> **To do**: Edit the records below by replacing every "Study" with "Examine", leaving everything else unchanged.

Location identification entries:
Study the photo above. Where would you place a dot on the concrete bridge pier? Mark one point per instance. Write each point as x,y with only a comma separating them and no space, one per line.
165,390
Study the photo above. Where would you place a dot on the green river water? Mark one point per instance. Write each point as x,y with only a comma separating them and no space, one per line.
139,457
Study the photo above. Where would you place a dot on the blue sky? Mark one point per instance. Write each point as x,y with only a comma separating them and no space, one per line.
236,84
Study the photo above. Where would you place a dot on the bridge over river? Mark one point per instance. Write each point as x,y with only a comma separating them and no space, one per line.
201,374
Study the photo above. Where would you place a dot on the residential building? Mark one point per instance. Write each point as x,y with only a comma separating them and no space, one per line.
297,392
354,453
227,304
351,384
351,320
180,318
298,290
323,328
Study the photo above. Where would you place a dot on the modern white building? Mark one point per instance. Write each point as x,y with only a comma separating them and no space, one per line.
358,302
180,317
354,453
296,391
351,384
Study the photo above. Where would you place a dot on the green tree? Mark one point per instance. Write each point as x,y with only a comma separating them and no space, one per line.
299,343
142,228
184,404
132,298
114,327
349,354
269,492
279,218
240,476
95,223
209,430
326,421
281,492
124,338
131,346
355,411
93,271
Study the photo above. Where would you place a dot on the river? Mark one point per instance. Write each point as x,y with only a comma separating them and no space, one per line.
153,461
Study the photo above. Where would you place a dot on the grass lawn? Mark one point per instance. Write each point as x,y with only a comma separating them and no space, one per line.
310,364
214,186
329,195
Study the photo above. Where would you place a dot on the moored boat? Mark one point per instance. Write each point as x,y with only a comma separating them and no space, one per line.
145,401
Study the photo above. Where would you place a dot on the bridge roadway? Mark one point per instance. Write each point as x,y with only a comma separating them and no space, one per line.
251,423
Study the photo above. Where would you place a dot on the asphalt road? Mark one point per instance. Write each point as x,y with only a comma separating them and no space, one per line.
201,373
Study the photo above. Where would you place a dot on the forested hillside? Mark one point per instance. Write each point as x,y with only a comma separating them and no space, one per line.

> **Response**:
Examine the photo above. Where would you place a dot on the concrete bridge pier? Mark one point per instance. Write each point as x,y with only a comma separating them and no space, one per line.
165,390
Examine the photo above. Where would you place a dot on the green river water? Mark one point per instance. Write each point as x,y with only a comma separating them and no space, one per line.
139,457
Examine the photo above. Where would you place a dot on the blue sky? Mark one point per instance. Write each point as x,y with only a comma separating them and no space, one per line.
236,84
Examine the photo above. Where would you place a dot on the bridge over river? Mark one point per instance. Write each point as x,y with only a comma separating them and no space, one per line.
201,374
Examine the photo above. Where would you place a dot on the residential building? Mark one point per instance. Write each point as x,y with only a comma separating them and no space, one per line.
297,392
354,453
227,304
351,384
351,320
180,318
298,290
323,328
Examine the photo above. Where would you place a dot on the modern white building? Mark one point per instance. Write each point as x,y with only a comma separating them and no space, one per line.
358,302
180,317
354,453
296,391
351,384
Examine the photo above. Where would you place a dot on the green tree? Mark one point per instance. Write each point as x,y with only a comma separating them and no space, one per line.
299,343
142,228
184,404
132,298
114,327
349,354
269,492
279,218
240,476
95,223
209,430
326,421
281,492
124,338
131,346
355,411
93,271
Examine the photo above. Where would you place a dot on the river? Mark one point per instance. Write each point as x,y with only a comma separating them and no space, one per line.
153,461
Examine the photo above. Where would you place a dot on the grass lawn? Mark one point per instance. Write each point as x,y with only a comma separating them and no space, one per line.
310,364
214,186
329,195
Examine the photo above. Where would you place a dot on the moored boat? Mark one point per instance. Write each point as x,y with only a comma separating them and no space, one per line.
145,401
Examine the photo above. Where would you place a dot on the bridge roadway? Mark one point per instance. Write each point as x,y with only a comma separating them and no space, one per line.
251,423
Examine the photo above. Where would you place a dot on the asphalt road? Mark one point per instance. Write each point as x,y with only a comma separating them and no space, one per line.
201,373
Examine the photo above. Where would you place a dot on the forested hillside? Mark one point per instance. Write each point as x,y with only a comma separating them and no space, one per line.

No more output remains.